#### [Request]
Starting at the line that contains "Tag the woman's" and ending at the line that contains "[(374, 87)]", copy that stretch of the data below with every "pin" changed to "marker" and nothing else altered. Leave the pictures out.
>> Start Data shown
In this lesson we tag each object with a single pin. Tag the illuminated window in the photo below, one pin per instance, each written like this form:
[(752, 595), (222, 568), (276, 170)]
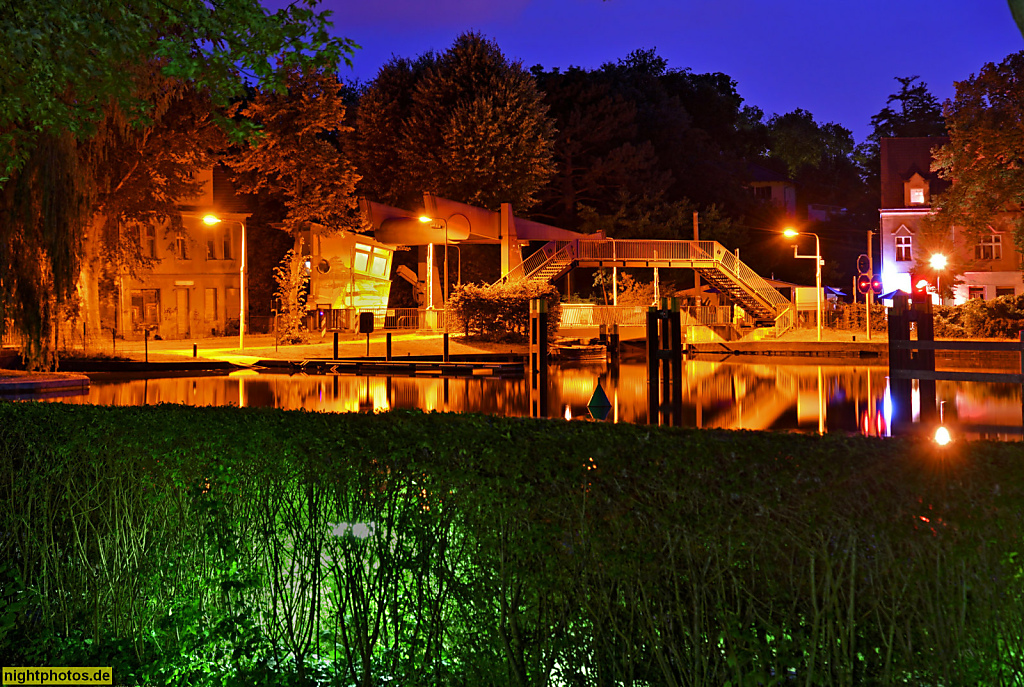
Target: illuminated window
>> End Data shown
>> Start Data shown
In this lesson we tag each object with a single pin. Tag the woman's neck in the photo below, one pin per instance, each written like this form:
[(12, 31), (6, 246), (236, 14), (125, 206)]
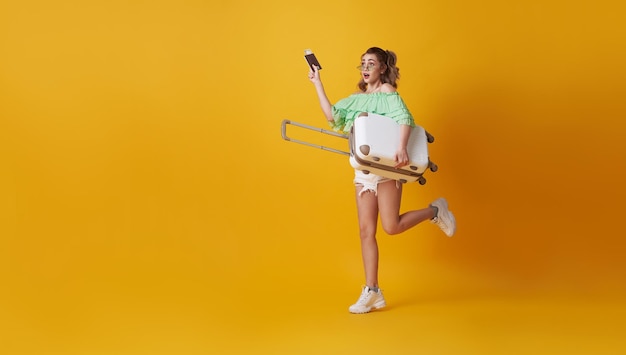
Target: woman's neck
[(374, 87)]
>> End Data shown
#### [Answer to the exercise]
In this lesson we tag each object with a single marker. Tag the woman's neck in the photo below, one marker per instance, each written like this form:
[(12, 31), (6, 246), (236, 14), (125, 206)]
Target: woman's neck
[(374, 87)]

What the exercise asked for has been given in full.